The answer should contain each record below, repeated exactly.

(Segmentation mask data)
▬▬▬▬▬▬
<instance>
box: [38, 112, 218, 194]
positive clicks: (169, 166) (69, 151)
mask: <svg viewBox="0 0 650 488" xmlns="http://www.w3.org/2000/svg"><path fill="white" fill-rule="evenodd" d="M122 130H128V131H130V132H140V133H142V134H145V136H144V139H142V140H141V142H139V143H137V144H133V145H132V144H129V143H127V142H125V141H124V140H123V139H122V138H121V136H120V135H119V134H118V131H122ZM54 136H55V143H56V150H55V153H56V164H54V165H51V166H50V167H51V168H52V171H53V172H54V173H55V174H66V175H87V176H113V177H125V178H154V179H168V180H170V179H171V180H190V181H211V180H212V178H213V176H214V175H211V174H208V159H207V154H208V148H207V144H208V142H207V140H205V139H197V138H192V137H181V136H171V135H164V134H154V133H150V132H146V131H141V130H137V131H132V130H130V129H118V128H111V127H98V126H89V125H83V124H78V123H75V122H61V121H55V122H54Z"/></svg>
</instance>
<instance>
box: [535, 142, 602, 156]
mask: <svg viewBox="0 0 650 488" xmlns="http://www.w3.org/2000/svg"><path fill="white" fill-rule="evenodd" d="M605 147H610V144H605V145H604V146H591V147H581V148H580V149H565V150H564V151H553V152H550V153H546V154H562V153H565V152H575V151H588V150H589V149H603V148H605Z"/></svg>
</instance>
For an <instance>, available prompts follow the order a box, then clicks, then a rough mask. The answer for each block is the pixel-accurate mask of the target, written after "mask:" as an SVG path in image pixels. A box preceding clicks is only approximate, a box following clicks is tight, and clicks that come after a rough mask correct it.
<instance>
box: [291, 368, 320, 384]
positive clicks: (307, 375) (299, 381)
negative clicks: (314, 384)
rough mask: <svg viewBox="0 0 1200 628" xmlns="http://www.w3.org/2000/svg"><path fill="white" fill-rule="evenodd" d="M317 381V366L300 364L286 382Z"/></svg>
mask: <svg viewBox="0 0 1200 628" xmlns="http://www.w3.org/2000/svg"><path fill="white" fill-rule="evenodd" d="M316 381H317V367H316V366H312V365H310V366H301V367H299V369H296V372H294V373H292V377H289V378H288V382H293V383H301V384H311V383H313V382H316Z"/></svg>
▬▬▬▬▬▬
| EXERCISE OUTPUT |
<instance>
box: [38, 112, 218, 194]
positive clicks: (169, 166) (69, 151)
mask: <svg viewBox="0 0 650 488" xmlns="http://www.w3.org/2000/svg"><path fill="white" fill-rule="evenodd" d="M122 130H128V131H130V132H140V133H142V134H145V136H144V139H142V140H141V142H139V143H137V144H133V145H132V144H129V143H127V142H125V141H124V140H123V139H122V138H121V136H120V135H119V134H118V131H122ZM54 136H55V143H56V150H55V153H56V164H54V165H51V166H50V167H51V168H52V171H53V172H54V173H55V174H66V175H87V176H113V177H125V178H154V179H168V180H170V179H171V180H190V181H211V180H212V178H213V176H214V175H211V174H208V159H207V154H208V148H207V144H208V142H207V140H205V139H197V138H192V137H181V136H171V135H164V134H154V133H150V132H146V131H141V130H137V131H132V130H130V129H118V128H111V127H98V126H89V125H83V124H78V123H75V122H61V121H55V122H54Z"/></svg>
</instance>
<instance>
box: [535, 142, 602, 156]
mask: <svg viewBox="0 0 650 488" xmlns="http://www.w3.org/2000/svg"><path fill="white" fill-rule="evenodd" d="M605 147H610V144H605V145H604V146H591V147H581V148H580V149H565V150H564V151H553V152H550V153H546V154H562V153H565V152H575V151H588V150H589V149H603V148H605Z"/></svg>
</instance>
For an <instance>, available prompts follow the order a box, then clicks, then a rough mask. The answer for each block is the pixel-accurate mask of the target, written after "mask:" as an SVG path in image pixels. A box preceding clicks is only approximate, a box following clicks is tight, and clicks that come after a rough mask correct it.
<instance>
box: [291, 368, 320, 384]
positive clicks: (307, 375) (299, 381)
negative clicks: (314, 384)
rough mask: <svg viewBox="0 0 1200 628" xmlns="http://www.w3.org/2000/svg"><path fill="white" fill-rule="evenodd" d="M317 381V366L300 364L286 382Z"/></svg>
mask: <svg viewBox="0 0 1200 628" xmlns="http://www.w3.org/2000/svg"><path fill="white" fill-rule="evenodd" d="M316 381H317V367H316V366H312V365H310V366H301V367H299V369H296V372H294V373H292V377H289V378H288V382H293V383H301V384H311V383H313V382H316Z"/></svg>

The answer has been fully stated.